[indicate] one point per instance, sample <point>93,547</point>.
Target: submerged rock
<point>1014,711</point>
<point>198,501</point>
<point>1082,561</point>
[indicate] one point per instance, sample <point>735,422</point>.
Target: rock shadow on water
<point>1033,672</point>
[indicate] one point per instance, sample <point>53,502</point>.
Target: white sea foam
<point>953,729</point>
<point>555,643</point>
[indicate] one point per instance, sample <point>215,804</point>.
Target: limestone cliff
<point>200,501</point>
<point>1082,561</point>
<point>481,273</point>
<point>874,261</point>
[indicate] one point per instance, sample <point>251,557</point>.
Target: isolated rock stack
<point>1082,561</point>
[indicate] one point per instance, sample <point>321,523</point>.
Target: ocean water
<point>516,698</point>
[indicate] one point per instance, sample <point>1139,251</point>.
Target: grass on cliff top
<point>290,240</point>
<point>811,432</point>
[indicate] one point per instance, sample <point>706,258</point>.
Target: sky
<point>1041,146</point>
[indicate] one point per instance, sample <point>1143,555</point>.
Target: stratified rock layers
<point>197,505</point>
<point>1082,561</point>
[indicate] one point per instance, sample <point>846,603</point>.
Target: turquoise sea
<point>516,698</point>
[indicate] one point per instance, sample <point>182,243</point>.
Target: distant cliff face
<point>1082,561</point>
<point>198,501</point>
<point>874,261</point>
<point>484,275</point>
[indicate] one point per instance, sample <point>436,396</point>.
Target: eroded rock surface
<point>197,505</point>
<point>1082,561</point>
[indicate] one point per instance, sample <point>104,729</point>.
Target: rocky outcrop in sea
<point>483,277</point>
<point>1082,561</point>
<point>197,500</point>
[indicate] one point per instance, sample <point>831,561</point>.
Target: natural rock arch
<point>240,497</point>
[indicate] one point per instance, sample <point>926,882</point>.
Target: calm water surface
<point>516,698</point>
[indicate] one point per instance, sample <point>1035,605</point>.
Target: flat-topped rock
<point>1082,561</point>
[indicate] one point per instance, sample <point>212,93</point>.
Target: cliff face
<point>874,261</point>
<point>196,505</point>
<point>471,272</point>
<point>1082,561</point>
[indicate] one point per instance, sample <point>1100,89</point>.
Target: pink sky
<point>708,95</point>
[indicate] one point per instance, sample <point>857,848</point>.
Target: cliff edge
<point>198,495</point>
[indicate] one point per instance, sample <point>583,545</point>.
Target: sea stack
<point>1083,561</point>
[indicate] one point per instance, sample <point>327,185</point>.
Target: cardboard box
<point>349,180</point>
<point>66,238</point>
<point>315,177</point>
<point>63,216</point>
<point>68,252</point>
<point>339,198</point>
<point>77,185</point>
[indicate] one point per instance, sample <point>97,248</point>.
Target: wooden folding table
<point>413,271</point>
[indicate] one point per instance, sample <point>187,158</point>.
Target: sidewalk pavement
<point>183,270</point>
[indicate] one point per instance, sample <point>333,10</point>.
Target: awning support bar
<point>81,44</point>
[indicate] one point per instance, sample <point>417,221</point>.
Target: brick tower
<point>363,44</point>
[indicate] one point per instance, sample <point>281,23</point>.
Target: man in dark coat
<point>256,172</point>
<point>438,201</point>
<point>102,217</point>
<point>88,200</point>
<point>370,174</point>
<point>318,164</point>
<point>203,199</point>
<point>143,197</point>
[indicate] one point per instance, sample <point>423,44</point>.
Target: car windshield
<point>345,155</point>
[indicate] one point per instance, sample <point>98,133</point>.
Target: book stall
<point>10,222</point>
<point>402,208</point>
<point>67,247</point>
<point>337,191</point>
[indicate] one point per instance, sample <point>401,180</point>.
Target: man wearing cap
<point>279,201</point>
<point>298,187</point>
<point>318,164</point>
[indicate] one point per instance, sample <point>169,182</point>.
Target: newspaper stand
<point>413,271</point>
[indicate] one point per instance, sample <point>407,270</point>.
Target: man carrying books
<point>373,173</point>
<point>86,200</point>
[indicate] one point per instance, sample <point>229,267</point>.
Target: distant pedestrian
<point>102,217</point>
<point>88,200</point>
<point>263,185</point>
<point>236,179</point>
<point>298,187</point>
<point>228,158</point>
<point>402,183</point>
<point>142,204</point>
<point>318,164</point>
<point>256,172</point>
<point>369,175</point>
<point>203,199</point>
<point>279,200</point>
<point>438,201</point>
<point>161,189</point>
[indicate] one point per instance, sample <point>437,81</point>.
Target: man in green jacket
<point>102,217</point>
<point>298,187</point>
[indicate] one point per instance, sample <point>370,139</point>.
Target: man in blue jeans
——
* [Requirement]: Output all records verbatim.

* [Task answer]:
[indicate] one point per instance, sample <point>93,547</point>.
Target: submerged rock
<point>1014,711</point>
<point>198,501</point>
<point>1082,561</point>
[indicate] one point per instance, sample <point>735,422</point>.
Target: rock shadow on water
<point>1033,672</point>
[indicate] one point per instance, sample <point>53,502</point>.
Target: white sea foam
<point>953,729</point>
<point>555,643</point>
[indicate] one point per instance, sample <point>215,804</point>.
Target: limestone cliff
<point>200,501</point>
<point>1082,561</point>
<point>481,273</point>
<point>874,261</point>
[indicate] one point per instance, sample <point>251,557</point>.
Target: isolated rock stack
<point>1082,561</point>
[indicate] one point per instance, sample <point>321,523</point>.
Target: ocean water
<point>516,698</point>
[indicate] one point per instance, sample <point>1139,251</point>.
Target: grass on cliff top
<point>290,240</point>
<point>811,432</point>
[indicate] one point per instance, sample <point>706,258</point>.
Target: sky
<point>1041,146</point>
[indicate] one point per instance, sample <point>1143,555</point>.
Target: stratified rock layers
<point>197,505</point>
<point>1082,561</point>
[indicate] one point per instance, sample <point>846,603</point>.
Target: turquoise sea
<point>516,698</point>
[indicate] one point per instance, sample <point>182,243</point>.
Target: distant cliff face
<point>1082,561</point>
<point>198,501</point>
<point>874,261</point>
<point>484,275</point>
[indicate] one point per instance, sample <point>436,396</point>.
Target: eroded rock surface
<point>197,505</point>
<point>1082,561</point>
[indicate] one point per instance, sample <point>104,729</point>.
Target: rocky outcrop in sea
<point>483,277</point>
<point>1082,561</point>
<point>197,500</point>
[indicate] one point per instance, sample <point>831,561</point>.
Target: natural rock arch
<point>240,497</point>
[indicate] one point per instance, sample <point>926,882</point>.
Target: calm water surface
<point>516,698</point>
[indicate] one point per instance, sample <point>1035,605</point>.
Target: flat-topped rock
<point>1082,561</point>
[indicate] one point per instance, sample <point>212,93</point>.
Target: cliff face
<point>874,261</point>
<point>196,505</point>
<point>471,272</point>
<point>1082,561</point>
[indicate] one point per instance, sample <point>1100,89</point>.
Target: pink sky
<point>708,95</point>
[indicate] one point per instance, sample <point>857,848</point>.
Target: cliff edge
<point>198,495</point>
[indicate] one point per instance, sample <point>583,545</point>.
Target: sea stack
<point>1083,561</point>
[indicate] one point per instance, sample <point>327,185</point>.
Target: cardboard box
<point>349,180</point>
<point>66,238</point>
<point>315,177</point>
<point>63,216</point>
<point>68,252</point>
<point>339,198</point>
<point>77,185</point>
[indicate] one point per instance, sample <point>97,248</point>.
Target: wooden folding table
<point>413,271</point>
[indicate] one point per instance, sample <point>187,158</point>.
Target: sidewalk pavement
<point>183,270</point>
[indicate] one point per instance, sample <point>333,10</point>.
Target: awning support bar
<point>81,44</point>
[indicate] one point per instance, sample <point>417,221</point>.
Target: brick tower
<point>363,44</point>
[indicate] one point per instance, sample <point>281,23</point>.
Target: man in dark coat
<point>256,172</point>
<point>438,201</point>
<point>102,217</point>
<point>88,200</point>
<point>370,174</point>
<point>318,164</point>
<point>203,199</point>
<point>143,197</point>
[indicate] one point per instance, sample <point>423,44</point>.
Target: car windshield
<point>345,155</point>
[indicate] one point per instance, sample <point>98,133</point>.
Target: book stall
<point>10,222</point>
<point>402,208</point>
<point>67,247</point>
<point>337,191</point>
[indicate] one point per instance, sample <point>401,180</point>.
Target: man wearing cap
<point>279,201</point>
<point>298,187</point>
<point>318,164</point>
[indicate] one point per instance, sample <point>169,182</point>.
Target: newspaper stand
<point>413,271</point>
[indicate] one point per instance, sample <point>407,270</point>.
Target: man carrying books
<point>373,173</point>
<point>86,200</point>
[indicate] one point per instance, sample <point>229,267</point>.
Target: distant pedestrian
<point>102,217</point>
<point>88,200</point>
<point>263,185</point>
<point>236,179</point>
<point>298,187</point>
<point>228,158</point>
<point>402,183</point>
<point>142,204</point>
<point>318,164</point>
<point>256,172</point>
<point>369,175</point>
<point>203,199</point>
<point>279,200</point>
<point>438,201</point>
<point>161,189</point>
[indicate] one point per instance, sample <point>437,81</point>.
Target: man in green jacket
<point>102,217</point>
<point>298,187</point>
[indicate] one point per instance, sample <point>370,139</point>.
Target: man in blue jeans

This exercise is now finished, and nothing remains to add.